Exercise prompt:
Please list all lines in the items below that contain the word "every". Copy each such line in full.
────────────────────
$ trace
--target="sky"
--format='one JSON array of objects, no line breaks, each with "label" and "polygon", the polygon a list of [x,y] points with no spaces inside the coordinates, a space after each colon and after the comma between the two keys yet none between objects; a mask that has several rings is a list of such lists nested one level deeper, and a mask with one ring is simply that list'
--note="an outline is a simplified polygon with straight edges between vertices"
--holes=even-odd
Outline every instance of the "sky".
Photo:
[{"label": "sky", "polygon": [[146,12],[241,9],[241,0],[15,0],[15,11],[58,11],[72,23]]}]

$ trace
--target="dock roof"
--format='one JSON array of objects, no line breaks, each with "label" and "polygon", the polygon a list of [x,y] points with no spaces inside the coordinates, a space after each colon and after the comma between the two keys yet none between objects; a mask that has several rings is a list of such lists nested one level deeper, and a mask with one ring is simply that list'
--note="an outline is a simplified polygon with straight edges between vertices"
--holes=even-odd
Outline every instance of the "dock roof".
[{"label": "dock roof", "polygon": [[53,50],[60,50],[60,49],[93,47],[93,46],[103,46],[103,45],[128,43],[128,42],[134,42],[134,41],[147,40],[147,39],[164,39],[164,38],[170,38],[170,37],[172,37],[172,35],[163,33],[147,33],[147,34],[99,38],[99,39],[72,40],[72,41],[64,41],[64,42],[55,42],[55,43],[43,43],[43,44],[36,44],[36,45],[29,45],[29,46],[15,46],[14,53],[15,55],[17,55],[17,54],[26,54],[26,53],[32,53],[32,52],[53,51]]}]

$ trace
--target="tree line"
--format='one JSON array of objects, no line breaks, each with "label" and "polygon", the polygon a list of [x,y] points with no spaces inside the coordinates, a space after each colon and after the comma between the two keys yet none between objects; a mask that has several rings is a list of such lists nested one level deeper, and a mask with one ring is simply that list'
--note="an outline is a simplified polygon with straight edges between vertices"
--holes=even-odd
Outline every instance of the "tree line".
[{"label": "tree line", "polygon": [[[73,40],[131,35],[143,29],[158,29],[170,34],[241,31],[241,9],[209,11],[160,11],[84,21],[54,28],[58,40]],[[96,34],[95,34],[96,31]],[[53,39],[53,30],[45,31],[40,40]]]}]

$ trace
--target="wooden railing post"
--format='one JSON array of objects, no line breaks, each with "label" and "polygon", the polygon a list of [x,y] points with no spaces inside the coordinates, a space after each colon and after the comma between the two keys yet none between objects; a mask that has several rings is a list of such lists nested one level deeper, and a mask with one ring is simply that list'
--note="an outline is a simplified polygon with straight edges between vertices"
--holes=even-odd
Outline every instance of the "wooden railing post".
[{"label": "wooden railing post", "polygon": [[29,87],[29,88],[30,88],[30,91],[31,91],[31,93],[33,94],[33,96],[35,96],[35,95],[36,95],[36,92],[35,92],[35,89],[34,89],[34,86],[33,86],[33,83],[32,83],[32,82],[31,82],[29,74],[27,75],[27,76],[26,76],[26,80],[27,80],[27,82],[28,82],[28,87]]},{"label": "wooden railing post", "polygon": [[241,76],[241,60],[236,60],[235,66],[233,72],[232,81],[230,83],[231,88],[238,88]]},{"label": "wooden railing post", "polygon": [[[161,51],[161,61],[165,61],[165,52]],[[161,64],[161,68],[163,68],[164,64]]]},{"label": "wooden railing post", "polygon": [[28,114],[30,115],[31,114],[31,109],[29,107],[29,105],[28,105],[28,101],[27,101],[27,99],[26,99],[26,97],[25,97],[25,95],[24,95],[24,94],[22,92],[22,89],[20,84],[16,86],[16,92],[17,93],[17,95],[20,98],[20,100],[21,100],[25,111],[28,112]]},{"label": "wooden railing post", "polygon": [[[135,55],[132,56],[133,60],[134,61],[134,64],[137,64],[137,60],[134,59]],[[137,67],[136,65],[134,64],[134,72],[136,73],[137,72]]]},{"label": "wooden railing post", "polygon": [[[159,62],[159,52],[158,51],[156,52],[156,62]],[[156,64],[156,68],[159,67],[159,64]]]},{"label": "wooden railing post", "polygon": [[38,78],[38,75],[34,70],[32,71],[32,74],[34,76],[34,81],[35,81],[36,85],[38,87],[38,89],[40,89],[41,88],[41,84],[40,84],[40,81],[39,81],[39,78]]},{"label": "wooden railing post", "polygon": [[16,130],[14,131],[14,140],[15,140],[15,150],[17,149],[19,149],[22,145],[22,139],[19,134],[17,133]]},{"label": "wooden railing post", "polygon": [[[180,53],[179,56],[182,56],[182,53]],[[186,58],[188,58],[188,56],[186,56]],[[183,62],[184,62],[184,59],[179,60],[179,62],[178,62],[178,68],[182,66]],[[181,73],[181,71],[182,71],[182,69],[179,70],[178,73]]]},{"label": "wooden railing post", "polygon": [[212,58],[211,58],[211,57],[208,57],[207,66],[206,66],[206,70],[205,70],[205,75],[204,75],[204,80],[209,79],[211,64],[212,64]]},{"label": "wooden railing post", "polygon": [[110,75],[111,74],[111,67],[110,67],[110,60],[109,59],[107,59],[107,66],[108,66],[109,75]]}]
────────────────────
Complete output:
Outline every instance of the "sky".
Outline every instance of the "dock roof".
Outline every instance of the "tree line".
Outline every instance of the "wooden railing post".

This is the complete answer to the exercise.